What you should do:
In the text comparing Boost.Histogram with Boost.Accumulators, why is automatic binning not an option for Boost.Histogram?

--- Document extract Enclosed Below ---

Boost.Histogram has a minor overlap with Boost.Accumulators, but the scopes are rather different. The statistical accumulators density and weighted_density in Boost.Accumulators generate one-dimensional histograms. The axis range and the bin widths are determined automatically from a cached sample of initial values. They cannot be used for multi-dimensional data. Boost.Histogram focuses on multi-dimensional data and gives the user full control of how the binning should be done for each dimension.

Automatic binning is not an option for Boost.Histogram, because it does not scale well to many dimensions. Because of the Curse of Dimensionality, a prohibitive number of samples would need to be collected.

[Note] Note

There is no scientific consensus on how do automatic binning in an optimal way, mostly because there is no consensus over the cost function (there are many articles with different solutions in the literature). The problem is not solved for one-dimensional data, and even less so for multi-dimensional data.

Recommendation:

  • Boost.Accumulators
    • You have one-dimensional data of which you know nothing about, and you want a histogram quickly without worrying about binning details.
  • Boost.Histogram
    • You have multi-dimensional data or you suspect you will switch to multi-dimensional data later.

--- End of Enclosed Document extract ---
--- Provided material Enclosed Below ---

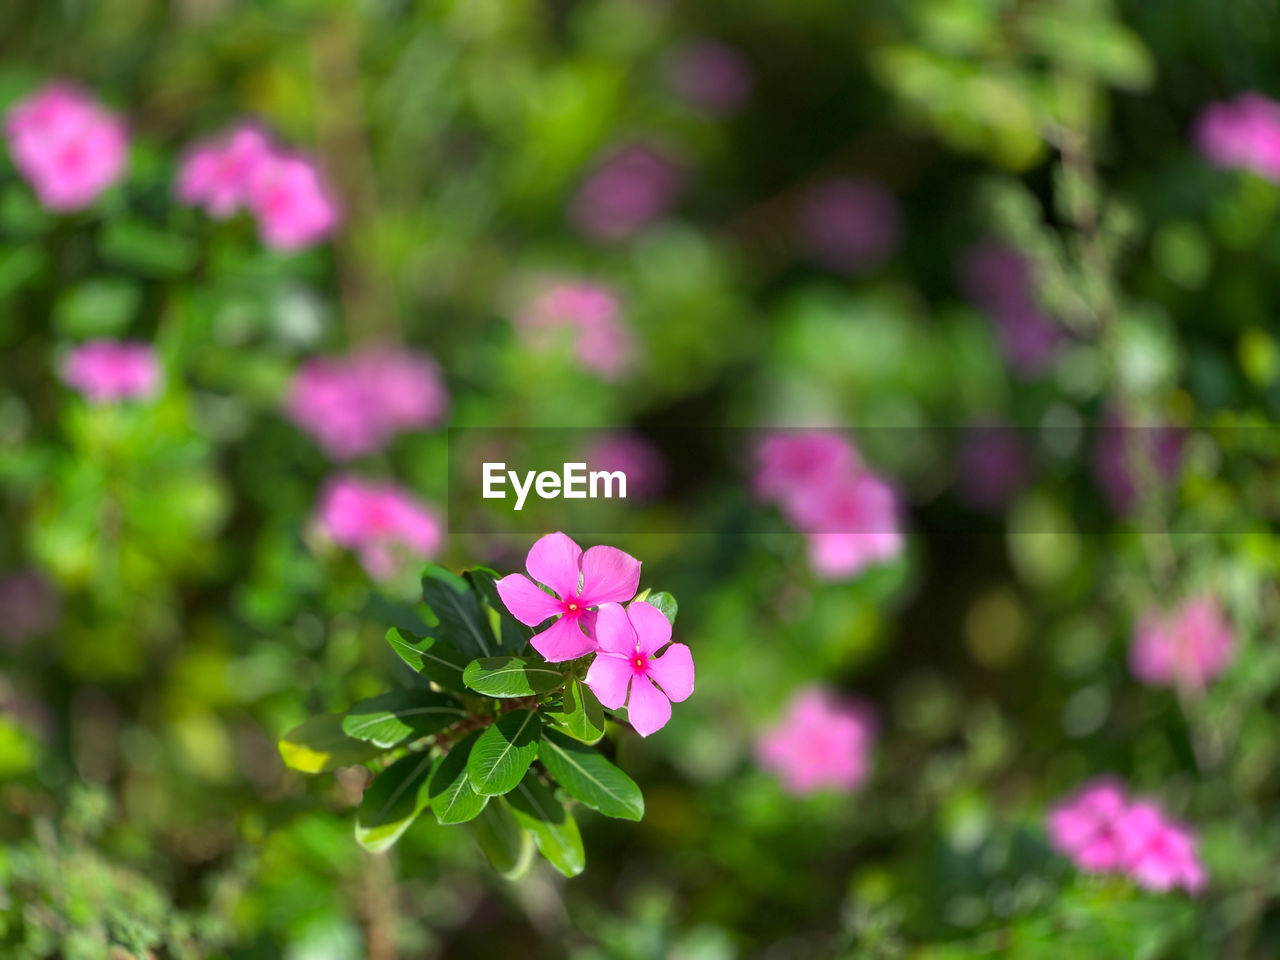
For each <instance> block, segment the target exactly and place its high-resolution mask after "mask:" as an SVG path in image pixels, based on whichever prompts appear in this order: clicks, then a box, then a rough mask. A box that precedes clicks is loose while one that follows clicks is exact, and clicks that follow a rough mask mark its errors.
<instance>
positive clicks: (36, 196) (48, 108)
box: [5, 83, 129, 211]
mask: <svg viewBox="0 0 1280 960" xmlns="http://www.w3.org/2000/svg"><path fill="white" fill-rule="evenodd" d="M5 136H6V137H8V140H9V155H10V156H12V157H13V163H14V166H17V168H18V172H19V173H20V174H22V175H23V177H24V178H26V179H27V182H28V183H31V186H32V187H33V188H35V191H36V197H37V198H38V200H40V202H41V205H44V206H45V207H46V209H49V210H56V211H68V210H81V209H83V207H86V206H88V205H90V204H92V202H93V201H95V200H96V198H97V196H99V195H100V193H101V192H102V191H104V189H106V188H108V187H110V186H111V184H113V183H115V182H116V180H119V179H120V177H122V175H123V174H124V168H125V164H127V161H128V154H129V142H128V137H127V134H125V131H124V124H123V123H122V122H120V119H119V118H118V116H116V115H115V114H113V113H110V111H108V110H106V109H104V108H102V105H101V104H99V102H97V101H96V100H93V99H92V97H91V96H88V95H87V93H84V92H83V91H81V90H79V88H78V87H74V86H72V84H69V83H50V84H47V86H46V87H44V88H42V90H40V91H38V92H36V93H33V95H31V96H28V97H27V99H26V100H22V101H19V102H18V104H17V105H14V106H13V108H12V109H10V110H9V113H8V115H6V116H5Z"/></svg>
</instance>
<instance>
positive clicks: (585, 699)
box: [548, 680, 604, 744]
mask: <svg viewBox="0 0 1280 960" xmlns="http://www.w3.org/2000/svg"><path fill="white" fill-rule="evenodd" d="M548 717H550V718H552V721H554V722H556V723H558V724H559V726H561V727H562V728H563V730H564V732H566V733H568V735H570V736H571V737H573V739H575V740H581V741H582V742H584V744H595V742H598V741H599V740H600V737H603V736H604V708H603V707H600V701H599V700H596V699H595V694H593V692H591V687H589V686H588V685H586V684H584V682H582V681H581V680H573V681H571V682H570V685H568V686H566V687H564V701H563V705H562V707H561V709H559V712H557V713H549V714H548Z"/></svg>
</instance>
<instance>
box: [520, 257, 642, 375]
mask: <svg viewBox="0 0 1280 960" xmlns="http://www.w3.org/2000/svg"><path fill="white" fill-rule="evenodd" d="M621 314H622V310H621V306H620V303H618V297H617V294H616V293H613V291H611V289H608V288H607V287H602V285H599V284H595V283H579V282H568V280H559V282H553V283H549V284H547V285H545V287H544V288H543V289H541V291H540V292H539V293H538V296H536V297H534V300H532V301H530V303H529V305H527V306H526V307H525V310H522V311H521V312H520V315H518V316H517V319H516V320H517V324H518V325H520V329H521V333H522V334H524V337H525V339H526V340H527V342H529V343H530V344H531V346H535V347H539V348H541V347H545V346H547V344H549V343H554V342H556V340H557V338H558V337H562V335H564V334H567V335H568V338H570V340H571V342H572V344H573V352H575V356H576V357H577V362H579V364H581V365H582V367H584V369H586V370H590V371H591V372H594V374H598V375H600V376H602V378H604V379H605V380H614V379H617V378H618V376H621V375H622V374H623V372H625V371H626V370H627V367H628V366H630V365H631V360H632V355H634V352H635V347H634V343H632V339H631V334H630V332H628V330H627V328H626V325H625V324H623V323H622V316H621Z"/></svg>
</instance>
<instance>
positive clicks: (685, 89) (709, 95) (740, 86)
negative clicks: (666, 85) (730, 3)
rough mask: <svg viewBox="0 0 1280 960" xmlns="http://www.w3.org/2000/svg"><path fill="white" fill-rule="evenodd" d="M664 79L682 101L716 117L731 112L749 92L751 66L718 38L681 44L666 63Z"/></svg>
mask: <svg viewBox="0 0 1280 960" xmlns="http://www.w3.org/2000/svg"><path fill="white" fill-rule="evenodd" d="M667 78H668V82H669V83H671V86H672V88H673V90H675V91H676V93H677V95H680V97H681V99H684V100H685V102H687V104H689V105H690V106H694V108H696V109H699V110H703V111H705V113H708V114H713V115H717V116H722V115H726V114H731V113H735V111H736V110H739V109H740V108H741V106H742V104H745V102H746V99H748V97H749V96H750V95H751V86H753V78H751V67H750V64H749V63H748V60H746V58H745V56H742V54H741V52H740V51H739V50H736V49H735V47H732V46H730V45H728V44H722V42H721V41H718V40H700V41H695V42H691V44H689V45H686V46H684V47H681V49H680V50H678V51H677V52H676V55H675V56H673V58H672V60H671V63H669V65H668V73H667Z"/></svg>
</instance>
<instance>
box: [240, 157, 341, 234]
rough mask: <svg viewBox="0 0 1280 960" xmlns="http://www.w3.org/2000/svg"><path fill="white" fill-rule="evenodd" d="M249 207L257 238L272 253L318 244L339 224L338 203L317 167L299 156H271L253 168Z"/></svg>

--- End of Enclosed Provided material ---

Answer to the exercise:
It does not scale well to many dimensions.